Copy out everything from the line containing "Satellite imagery analysis — locate river" down to the end of the items, with no changes.

## Begin Extracted material

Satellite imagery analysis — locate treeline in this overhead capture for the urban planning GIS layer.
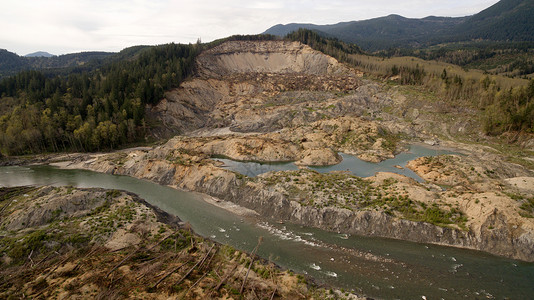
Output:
[376,42,534,77]
[0,44,202,155]
[294,29,534,135]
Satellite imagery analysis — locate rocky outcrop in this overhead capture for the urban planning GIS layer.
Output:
[197,41,348,77]
[66,148,534,261]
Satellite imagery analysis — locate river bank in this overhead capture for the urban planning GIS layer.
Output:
[14,135,534,261]
[0,186,364,299]
[0,166,534,299]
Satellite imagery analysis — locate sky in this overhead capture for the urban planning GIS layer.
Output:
[0,0,498,55]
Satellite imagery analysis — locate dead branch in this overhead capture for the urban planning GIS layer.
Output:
[152,260,190,289]
[215,264,237,291]
[239,236,263,295]
[176,244,215,285]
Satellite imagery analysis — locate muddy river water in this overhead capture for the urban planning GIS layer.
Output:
[0,162,534,299]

## End Extracted material

» **Output of the exercise**:
Satellite imagery analysis — locate river bank in this overhead capture for the urban planning GIS layer.
Output:
[14,135,534,261]
[0,186,364,299]
[0,166,534,299]
Satellite imagery analysis — locate sky in this overhead capture for the urban planning GIS layer.
Output:
[0,0,498,55]
Satellite imagery analysis — locate dead branch in this overhead capture for the urban planning GIS layer.
Output:
[152,260,190,289]
[215,264,237,291]
[239,236,263,295]
[176,244,215,285]
Satellite imagery analysis — locate muddy river water in this overhead capture for the urban planning GIS layer.
Output:
[0,162,534,299]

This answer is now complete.